-- Your objective --
Could you output each line below exactly as it appears, excluding any pictures?

Items from a data source:
::::::::
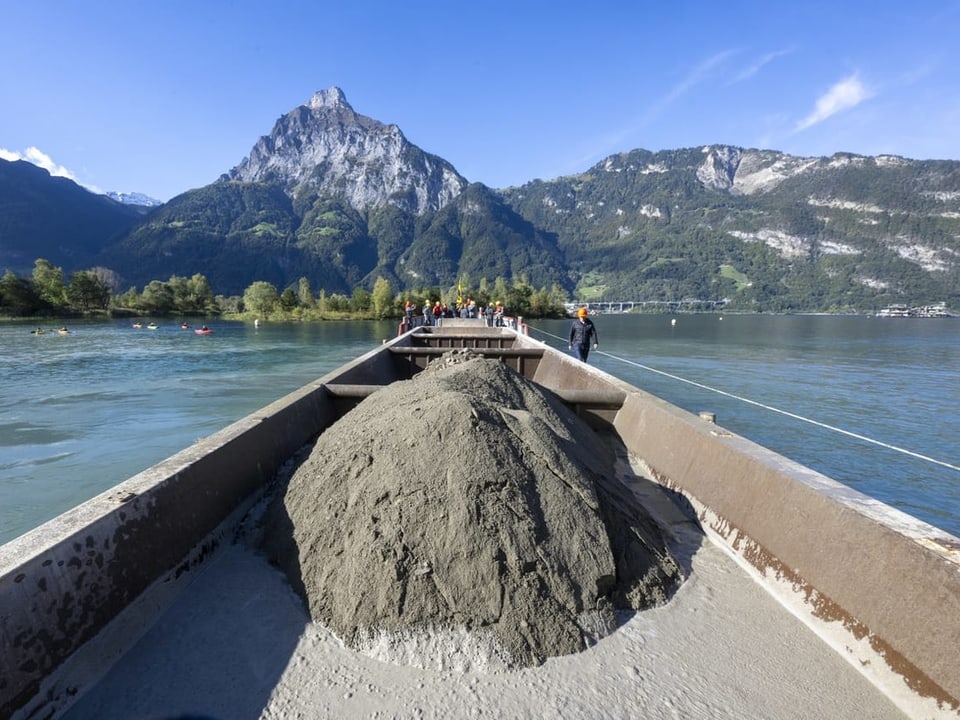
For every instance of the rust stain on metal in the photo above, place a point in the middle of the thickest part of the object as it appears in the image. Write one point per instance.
(823, 607)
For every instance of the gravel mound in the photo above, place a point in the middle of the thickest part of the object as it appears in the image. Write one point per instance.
(465, 519)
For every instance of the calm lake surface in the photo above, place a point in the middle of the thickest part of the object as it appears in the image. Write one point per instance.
(81, 412)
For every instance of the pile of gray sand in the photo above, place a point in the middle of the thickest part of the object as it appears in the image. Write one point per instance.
(469, 504)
::::::::
-- Solution to this task --
For every instance of the rust stain on metal in the photo above, place a point in the middle of the thickest part of the object as it appears in the image. Write one point per instance.
(823, 607)
For every instance of the gravel mound in the photo above, place a point in the middle of the thickest part of the object as it appears in the image. Write one point per instance.
(465, 519)
For every instance of the calm lake surface in the photo above, place a point in the middle of the thickest part of the object as it appears in the image. Write one point per instance.
(81, 412)
For every instance of the pile of gray sand in the photo above, place a point in the middle of the thickest part of the object as it appears in the image. Write one point per instance.
(469, 504)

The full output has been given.